### Work task
In the commentary below, what is named as an unintended consequence of the steep rise in gasoline prices?

*** Selected extract ***

So – when we’re dealing with an “enemy” that has, basically, none of the above problems, and can basically put a weapon together with the materials to be found in the average suburban garage in America, and our weapon system acquisition process is designed primarily to enrich the arms makers – is it any wonder we occasionally get into these embarrassing situations where their jerry-built weaponry is more effective than ours? It is long past time for our weapon acquisition process to expire from its own weight, like the dinosaurs… except it won’t, because it is being kept on life support by its advocates in Congress, the administration, and the fabled military-industrial complex. So it will remain an Achilles heel whenever we are fighting an “unconventional war” overseas – i.e. whenever we are fighting _any_ war we are likely to be fighting in the foreseeable future.

If You Can’t Stand the Heat, Get Off the Planet

One fear resulting from the precipitous rise in oil prices is that heating oil bills will be at a record high next winter. So people are starting to complain about this to their elected representatives. But hey – isn’t it those same representatives who are signing onto all sorts of blockheaded “anti-global warming” legislation? I think the voters should tell them to butt out and let global warming do its thing. It makes perfect sense – more global warming means warmer winters, which means lower heating requirements, which means we can tell OPEC to blow it out its shorts.

And why am I the only one who ever makes these connections?

No More Teen Angels

It appears that one unintended consequence of the steep rise in gasoline prices is a decline in fatalities among teen-agers due to automobile accidents. In this respect, we see that expensive gasoline does more for teenage survival on the highways than all the decades of “driver ed” that they’ve been exposed to. (In my experience, it was only the “good” kids who took driver ed anyway. The “hoods” thought it was for wimps – and they were right.) And who knows, as gas prices climb ever higher we could see even more improvement in this area. It may ultimately turn out to be a good investment. I have often remarked that we know gasoline is still too cheap when teen-aged drivers prowl the streets and highways at all hours of the day and night in non-economy cars, and driving in such a way as to maximize gas usage – you know, the “laying rubber” every time a light turns green, and drag racing between lights? Would the quality of life in America be greatly enhanced by a decline in the number of teen-aged drivers and the amount of time they spend behind the wheel? Absolutely. And yes, I’m perfectly willing to pay more for my own gasoline if that is the likely consequence.

*** End of Selected extract ***
*** Source data ***

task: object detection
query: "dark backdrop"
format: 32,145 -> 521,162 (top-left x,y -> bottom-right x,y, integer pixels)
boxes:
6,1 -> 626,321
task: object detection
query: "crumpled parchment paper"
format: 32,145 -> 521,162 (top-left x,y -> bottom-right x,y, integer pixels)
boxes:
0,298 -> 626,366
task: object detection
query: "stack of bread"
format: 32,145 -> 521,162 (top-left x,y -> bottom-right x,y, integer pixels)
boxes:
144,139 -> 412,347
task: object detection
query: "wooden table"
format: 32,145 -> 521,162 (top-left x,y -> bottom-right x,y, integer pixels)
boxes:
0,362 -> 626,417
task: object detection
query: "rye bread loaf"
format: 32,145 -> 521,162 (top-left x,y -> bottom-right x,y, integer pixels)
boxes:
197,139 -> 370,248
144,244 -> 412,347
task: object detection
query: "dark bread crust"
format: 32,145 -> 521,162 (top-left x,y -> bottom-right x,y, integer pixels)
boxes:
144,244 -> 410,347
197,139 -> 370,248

*** End of Source data ***

### Result of this task
A decline in fatalities among teenagers due to automobile accidents.